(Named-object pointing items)
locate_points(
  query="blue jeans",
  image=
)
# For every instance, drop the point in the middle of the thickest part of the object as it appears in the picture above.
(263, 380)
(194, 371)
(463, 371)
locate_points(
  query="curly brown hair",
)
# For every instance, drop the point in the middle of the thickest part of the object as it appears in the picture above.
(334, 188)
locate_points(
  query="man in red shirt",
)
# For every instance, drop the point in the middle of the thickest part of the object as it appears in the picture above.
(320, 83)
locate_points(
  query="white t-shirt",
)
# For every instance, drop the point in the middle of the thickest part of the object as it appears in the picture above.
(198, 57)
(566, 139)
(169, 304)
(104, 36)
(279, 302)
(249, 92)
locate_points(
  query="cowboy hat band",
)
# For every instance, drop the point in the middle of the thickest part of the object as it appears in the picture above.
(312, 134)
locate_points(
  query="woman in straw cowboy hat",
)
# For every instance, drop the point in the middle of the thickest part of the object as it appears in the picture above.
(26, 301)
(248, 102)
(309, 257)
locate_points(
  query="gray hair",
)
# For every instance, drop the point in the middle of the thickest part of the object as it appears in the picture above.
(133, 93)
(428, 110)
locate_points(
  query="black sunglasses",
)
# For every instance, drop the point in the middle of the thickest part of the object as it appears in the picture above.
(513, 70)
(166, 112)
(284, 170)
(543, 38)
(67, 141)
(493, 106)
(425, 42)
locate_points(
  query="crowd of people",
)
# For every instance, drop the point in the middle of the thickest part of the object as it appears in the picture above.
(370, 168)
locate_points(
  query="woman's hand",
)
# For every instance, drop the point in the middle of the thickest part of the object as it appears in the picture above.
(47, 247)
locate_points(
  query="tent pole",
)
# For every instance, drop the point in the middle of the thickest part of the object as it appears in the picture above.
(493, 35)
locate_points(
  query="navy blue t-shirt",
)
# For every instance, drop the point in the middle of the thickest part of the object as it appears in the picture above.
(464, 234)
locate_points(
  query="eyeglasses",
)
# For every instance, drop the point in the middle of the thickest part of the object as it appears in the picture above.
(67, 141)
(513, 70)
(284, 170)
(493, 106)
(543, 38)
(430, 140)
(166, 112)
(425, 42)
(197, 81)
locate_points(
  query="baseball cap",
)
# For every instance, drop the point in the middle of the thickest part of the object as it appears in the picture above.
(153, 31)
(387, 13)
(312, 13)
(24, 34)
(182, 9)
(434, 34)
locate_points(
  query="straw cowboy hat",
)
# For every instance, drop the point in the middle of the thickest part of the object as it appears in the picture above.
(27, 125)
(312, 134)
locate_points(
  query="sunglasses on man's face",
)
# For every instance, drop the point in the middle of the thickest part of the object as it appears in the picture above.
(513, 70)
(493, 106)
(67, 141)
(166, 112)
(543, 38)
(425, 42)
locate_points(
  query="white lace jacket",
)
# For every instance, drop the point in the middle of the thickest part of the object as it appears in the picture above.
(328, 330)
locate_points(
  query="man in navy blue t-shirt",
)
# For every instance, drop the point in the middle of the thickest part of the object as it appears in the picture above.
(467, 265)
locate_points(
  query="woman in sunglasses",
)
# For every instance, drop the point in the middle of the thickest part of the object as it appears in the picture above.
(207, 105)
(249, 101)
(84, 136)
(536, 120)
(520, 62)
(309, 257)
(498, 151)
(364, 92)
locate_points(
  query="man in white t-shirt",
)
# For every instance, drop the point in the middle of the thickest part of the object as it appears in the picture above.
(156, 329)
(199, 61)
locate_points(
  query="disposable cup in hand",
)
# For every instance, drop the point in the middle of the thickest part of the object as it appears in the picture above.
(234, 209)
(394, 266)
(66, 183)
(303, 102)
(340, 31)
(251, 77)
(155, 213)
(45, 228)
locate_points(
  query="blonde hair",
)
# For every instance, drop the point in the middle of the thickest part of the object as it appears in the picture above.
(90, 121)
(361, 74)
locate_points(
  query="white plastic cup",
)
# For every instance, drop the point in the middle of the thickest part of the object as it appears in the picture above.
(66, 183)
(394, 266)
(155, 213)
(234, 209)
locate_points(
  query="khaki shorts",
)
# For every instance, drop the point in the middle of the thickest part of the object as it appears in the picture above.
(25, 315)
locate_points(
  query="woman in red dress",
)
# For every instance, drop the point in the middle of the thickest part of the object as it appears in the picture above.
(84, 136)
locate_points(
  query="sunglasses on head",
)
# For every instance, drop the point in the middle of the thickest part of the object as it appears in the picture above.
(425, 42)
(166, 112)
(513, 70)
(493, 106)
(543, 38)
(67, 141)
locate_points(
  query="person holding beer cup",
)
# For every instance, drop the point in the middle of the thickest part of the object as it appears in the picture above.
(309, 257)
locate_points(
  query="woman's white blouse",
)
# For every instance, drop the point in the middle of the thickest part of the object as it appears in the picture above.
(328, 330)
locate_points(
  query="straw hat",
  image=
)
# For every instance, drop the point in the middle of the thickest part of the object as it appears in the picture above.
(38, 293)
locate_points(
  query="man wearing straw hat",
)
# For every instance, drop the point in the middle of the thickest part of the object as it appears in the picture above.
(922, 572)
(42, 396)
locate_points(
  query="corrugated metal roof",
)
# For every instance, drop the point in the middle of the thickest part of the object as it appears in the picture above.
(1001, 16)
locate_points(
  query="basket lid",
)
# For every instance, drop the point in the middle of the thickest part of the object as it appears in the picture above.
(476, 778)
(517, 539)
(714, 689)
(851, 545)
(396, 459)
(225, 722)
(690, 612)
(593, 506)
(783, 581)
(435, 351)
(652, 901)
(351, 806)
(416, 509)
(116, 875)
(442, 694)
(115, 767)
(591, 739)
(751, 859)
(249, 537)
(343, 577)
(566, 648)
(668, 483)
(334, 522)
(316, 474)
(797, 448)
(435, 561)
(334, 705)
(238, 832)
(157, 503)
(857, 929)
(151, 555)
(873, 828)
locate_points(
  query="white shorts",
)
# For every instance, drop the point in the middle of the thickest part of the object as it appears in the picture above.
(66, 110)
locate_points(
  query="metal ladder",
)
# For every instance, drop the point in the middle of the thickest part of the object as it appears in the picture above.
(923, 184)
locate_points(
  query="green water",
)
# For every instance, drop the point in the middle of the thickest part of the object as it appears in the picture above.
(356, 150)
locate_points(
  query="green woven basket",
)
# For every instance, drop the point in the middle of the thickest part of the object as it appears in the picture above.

• Aim of the exercise:
Which lines in the items above contain the word "blue"? List each one in full, treating uppercase and lowercase as different.

• Task solution:
  query="blue jeans",
  query="navy blue t-shirt",
  query="man in navy blue t-shirt",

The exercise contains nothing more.